Below are some records. Count the lines with "balloon" in them and give nothing but the total.
Start of GIVEN INFORMATION
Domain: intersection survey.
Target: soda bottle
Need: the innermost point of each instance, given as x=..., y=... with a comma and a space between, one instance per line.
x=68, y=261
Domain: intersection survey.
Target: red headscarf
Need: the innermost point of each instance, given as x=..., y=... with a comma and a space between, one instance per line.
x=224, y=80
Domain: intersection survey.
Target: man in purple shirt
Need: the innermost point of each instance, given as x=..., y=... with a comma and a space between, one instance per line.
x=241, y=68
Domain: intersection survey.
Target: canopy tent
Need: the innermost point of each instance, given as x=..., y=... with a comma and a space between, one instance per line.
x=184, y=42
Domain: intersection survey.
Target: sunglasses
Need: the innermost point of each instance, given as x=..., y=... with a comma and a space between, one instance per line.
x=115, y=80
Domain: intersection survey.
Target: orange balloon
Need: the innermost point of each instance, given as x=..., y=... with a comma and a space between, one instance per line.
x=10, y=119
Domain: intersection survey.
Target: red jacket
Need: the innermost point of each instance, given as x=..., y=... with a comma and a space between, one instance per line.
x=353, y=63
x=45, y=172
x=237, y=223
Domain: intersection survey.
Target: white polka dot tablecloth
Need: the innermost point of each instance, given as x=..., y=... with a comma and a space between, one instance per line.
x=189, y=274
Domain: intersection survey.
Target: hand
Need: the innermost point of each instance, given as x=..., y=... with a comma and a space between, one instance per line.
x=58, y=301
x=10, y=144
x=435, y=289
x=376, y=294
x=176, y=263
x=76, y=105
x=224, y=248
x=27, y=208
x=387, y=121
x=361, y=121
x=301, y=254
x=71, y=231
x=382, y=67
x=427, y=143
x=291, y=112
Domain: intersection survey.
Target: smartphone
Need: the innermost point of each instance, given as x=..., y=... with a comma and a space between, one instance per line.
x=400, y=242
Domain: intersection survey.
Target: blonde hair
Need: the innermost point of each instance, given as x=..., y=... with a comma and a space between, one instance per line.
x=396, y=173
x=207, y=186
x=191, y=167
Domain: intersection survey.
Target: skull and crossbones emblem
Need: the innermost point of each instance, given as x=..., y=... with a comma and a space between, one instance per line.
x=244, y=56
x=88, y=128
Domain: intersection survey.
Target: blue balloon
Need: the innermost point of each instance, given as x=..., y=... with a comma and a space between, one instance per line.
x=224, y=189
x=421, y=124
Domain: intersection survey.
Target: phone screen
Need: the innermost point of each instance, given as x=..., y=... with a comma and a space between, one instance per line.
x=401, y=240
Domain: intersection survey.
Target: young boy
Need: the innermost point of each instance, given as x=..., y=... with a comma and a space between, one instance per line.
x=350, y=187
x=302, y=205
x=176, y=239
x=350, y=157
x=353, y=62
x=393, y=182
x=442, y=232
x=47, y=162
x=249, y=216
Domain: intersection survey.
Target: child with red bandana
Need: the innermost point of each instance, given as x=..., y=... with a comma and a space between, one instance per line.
End of GIVEN INFORMATION
FINISHED TASK –
2